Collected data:
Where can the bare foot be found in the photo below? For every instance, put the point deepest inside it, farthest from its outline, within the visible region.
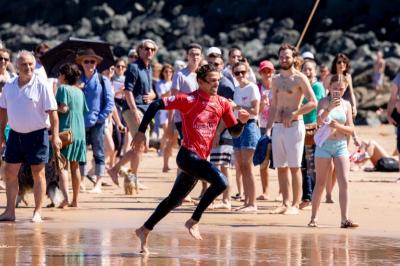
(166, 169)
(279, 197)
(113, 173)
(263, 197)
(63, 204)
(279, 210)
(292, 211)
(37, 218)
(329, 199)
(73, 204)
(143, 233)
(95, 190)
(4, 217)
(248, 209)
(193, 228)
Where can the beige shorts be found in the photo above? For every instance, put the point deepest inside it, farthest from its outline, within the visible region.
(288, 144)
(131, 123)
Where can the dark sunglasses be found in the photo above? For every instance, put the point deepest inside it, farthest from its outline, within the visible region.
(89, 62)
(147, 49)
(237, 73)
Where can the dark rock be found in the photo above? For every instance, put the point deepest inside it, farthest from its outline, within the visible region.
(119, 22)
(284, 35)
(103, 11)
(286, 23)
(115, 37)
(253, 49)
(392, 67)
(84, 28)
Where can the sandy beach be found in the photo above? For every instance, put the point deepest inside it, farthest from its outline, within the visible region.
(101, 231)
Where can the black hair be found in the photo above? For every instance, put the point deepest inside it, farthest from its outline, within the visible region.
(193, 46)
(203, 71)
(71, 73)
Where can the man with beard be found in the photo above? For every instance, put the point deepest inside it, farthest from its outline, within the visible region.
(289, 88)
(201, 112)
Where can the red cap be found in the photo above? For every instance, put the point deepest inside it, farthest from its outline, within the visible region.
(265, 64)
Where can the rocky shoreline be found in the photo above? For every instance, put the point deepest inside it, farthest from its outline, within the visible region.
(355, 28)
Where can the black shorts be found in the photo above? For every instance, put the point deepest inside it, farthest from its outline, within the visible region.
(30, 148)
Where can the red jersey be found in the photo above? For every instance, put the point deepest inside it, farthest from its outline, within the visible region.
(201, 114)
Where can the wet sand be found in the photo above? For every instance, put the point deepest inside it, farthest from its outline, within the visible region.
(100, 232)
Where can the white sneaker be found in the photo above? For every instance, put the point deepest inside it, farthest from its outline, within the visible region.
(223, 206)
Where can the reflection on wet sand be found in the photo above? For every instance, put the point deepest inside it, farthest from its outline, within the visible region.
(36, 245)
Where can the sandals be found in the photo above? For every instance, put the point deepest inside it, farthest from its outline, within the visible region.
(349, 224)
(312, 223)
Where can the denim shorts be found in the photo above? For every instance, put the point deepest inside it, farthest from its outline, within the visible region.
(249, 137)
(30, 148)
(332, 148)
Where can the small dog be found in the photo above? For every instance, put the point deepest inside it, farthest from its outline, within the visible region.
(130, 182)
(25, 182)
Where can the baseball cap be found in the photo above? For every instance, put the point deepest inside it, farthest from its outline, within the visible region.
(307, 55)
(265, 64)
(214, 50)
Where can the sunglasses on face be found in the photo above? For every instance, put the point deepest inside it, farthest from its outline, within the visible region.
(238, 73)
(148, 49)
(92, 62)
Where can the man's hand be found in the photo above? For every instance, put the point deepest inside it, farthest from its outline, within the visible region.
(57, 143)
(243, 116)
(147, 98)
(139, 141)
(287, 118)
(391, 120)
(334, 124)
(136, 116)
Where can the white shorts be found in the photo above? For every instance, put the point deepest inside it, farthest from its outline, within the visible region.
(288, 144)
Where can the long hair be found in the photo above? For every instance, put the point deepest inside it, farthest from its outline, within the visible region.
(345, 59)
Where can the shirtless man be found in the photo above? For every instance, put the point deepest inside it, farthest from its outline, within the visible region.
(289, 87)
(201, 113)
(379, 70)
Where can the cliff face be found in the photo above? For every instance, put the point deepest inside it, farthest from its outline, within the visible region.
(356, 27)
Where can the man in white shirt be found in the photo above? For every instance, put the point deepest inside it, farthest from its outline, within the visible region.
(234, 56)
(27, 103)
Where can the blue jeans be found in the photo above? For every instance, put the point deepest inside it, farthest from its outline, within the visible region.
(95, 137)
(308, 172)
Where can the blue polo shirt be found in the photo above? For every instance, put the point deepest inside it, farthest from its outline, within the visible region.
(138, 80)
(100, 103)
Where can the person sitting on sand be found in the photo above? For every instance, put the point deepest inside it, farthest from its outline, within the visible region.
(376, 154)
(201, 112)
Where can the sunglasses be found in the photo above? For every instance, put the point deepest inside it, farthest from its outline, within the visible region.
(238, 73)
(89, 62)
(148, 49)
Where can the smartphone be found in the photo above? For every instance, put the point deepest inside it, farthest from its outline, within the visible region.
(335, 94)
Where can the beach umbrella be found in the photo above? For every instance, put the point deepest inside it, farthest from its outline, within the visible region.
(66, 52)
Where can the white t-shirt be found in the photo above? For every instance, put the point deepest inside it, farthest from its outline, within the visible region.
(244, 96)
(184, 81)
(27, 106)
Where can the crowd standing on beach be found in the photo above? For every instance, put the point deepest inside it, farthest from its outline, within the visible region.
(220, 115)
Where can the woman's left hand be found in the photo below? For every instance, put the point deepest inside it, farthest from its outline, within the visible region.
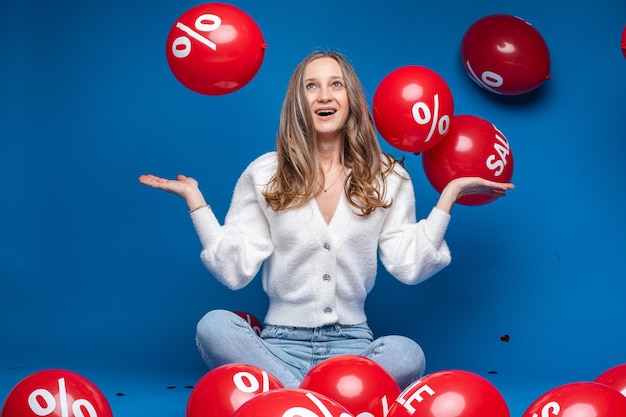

» **PROBLEM DETAILS**
Print each line above exactly as it appears, excluding all images.

» **ANSWER**
Where can the bare foot be found in the photo below? For every instance, put the point deepest inside it, farthest from its outline, within the visible region.
(166, 169)
(279, 197)
(113, 173)
(263, 197)
(63, 204)
(279, 210)
(292, 211)
(37, 218)
(329, 199)
(73, 204)
(143, 233)
(95, 190)
(4, 217)
(248, 209)
(193, 228)
Where can the beige shorts be found in the photo above? For every instance, put the point deepest inside it, farthest from its outline, within the visible region.
(288, 144)
(131, 123)
Where can the dark sunglasses be found in the photo above? For every instance, put the point deepest inside it, farthest from its outline, within the visible region.
(89, 62)
(147, 49)
(237, 73)
Where can the dark rock be found in the photo above? For every instance, put the point deepest inside it, farthest from its outline, within the visible region.
(119, 22)
(284, 35)
(103, 11)
(286, 23)
(115, 37)
(253, 49)
(392, 67)
(84, 28)
Where can the sandy beach be found in the photo above? For every instance, put the point deepest inside it, farthest from its outline, within the visible region.
(101, 231)
Where can the black hair be found in the photo above? For every instance, put the point deepest inside it, farthest from its outline, within the visible region.
(193, 46)
(203, 71)
(71, 73)
Where can the man with beard be found in the photo above? For every instance, put the point deepest inside it, farthest from its outline, within the visible region.
(289, 88)
(201, 112)
Where can the red cap be found in the photo above? For every instance, put the point deepest inside it, farthest from its outline, within the visible region.
(265, 64)
Where can the rocky shoreline be found in the photo above? For every instance, put the point deepest inside it, farthest from its outline, within the visible region.
(355, 28)
Where can the black shorts be found in the photo above? For every instance, put the point deepest inside it, farthest from its outline, within the visible region.
(30, 148)
Where can the red jersey be found in the photo above? For every instance, put the point deepest inside it, farthest from its outline, within the visible region.
(201, 114)
Where can the wet sand be found in the photo above? For every instance, put the point deepest inside it, farthest from its outline, within the visible region.
(100, 232)
Where can the white sneaker be found in the photo above? For every instance, put the point deepest inside it, farthest from its outline, within the visible region.
(223, 206)
Where can the reflection on wet sand be found in the photo above? For every instance, put the point deepest inside it, farthest from its outline, within the visible region.
(36, 245)
Where can the sandals be found in the photo above? For every instance, put the point deepest inside it, farthest from its outline, within the visible region.
(349, 224)
(312, 223)
Where can the denim shorts be found in the photo above? For every instance, put the point deepest inside it, farthest from its outline, within the visible region.
(249, 137)
(30, 148)
(332, 148)
Where can the small dog be found in the photo above? For every instance, put the point deepest inside it, farthest from its outline, within the visible region.
(130, 182)
(25, 182)
Where can the baseball cap be found in the photo above? For every instance, put the point deepest inside it, farthest from its outline, within the visible region.
(307, 55)
(265, 64)
(214, 50)
Where can the sunglasses on face be found in the photo above? For every instance, put the point deepest inside it, farthest from its outline, within the visible region.
(238, 73)
(148, 49)
(92, 62)
Where can the man's hand be found in the photo above? For every instance, put the point deepest inside it, farthest from its outline, within the visible region.
(57, 143)
(243, 116)
(147, 98)
(139, 141)
(287, 118)
(391, 120)
(334, 124)
(136, 116)
Where can the white shorts be found in the photo above? For every instance, put the point deepest inside it, farthest from its outline, within the visible region.
(288, 144)
Where can the long hair be found in the photo above? For every instance, put the point deepest inside it, farthest from its outline, within the visible region.
(345, 59)
Where can the shirtless man be found in the photo above? For every instance, put the point deepest inside it, farthest from its outline, within the visible region.
(289, 87)
(201, 113)
(379, 70)
Where can the cliff face be found in the photo above? For every instance, put the point deepest inside it, farthest from its outline, within the visible region.
(356, 27)
Where can the man in white shirt be found in the photo above? For every instance, put the point deepest inside it, farthest from its outline, within the visible region.
(234, 56)
(27, 103)
Where can the blue jeans be found in the photo above? For every instance, put the point deepest inside it, farthest from its outline, within the visible region.
(95, 137)
(308, 172)
Where can the blue polo shirt be found in the photo above? For every instance, put the point deepest inside it, farthest from its outline, within the visible region.
(138, 80)
(100, 103)
Where can the person sitting on sand be found in the photo above? For every instance, put the point deepest inside it, farthest from its outline, within the visible region.
(376, 154)
(201, 112)
Where can the sunglasses be found in the photo above? For every instance, put the point deepest inside it, farthest from its outline, within the visible region.
(238, 73)
(89, 62)
(148, 49)
Where can the smartphone be found in the photo above? For every instance, put the point deepest inside it, farthest from its outline, within the visible region.
(335, 94)
Where can the beach umbrella be found in the photo above? For every instance, put the point deepest inside it, farthest from its outline, within the visible region.
(66, 52)
Where can the white t-shirt be found in the photo above? For every instance, put the point deepest inside it, farthest from its outline, within the visible region.
(244, 96)
(184, 81)
(27, 106)
Where can the crowd standing on beach be found in the photo above? For every instance, put the point deepest inside it, farthest from its outline, within the visible region.
(220, 115)
Where can the woman's left hand be found in the photo below? For every instance, put the point deepest inside it, farthest from its outline, within the visible region.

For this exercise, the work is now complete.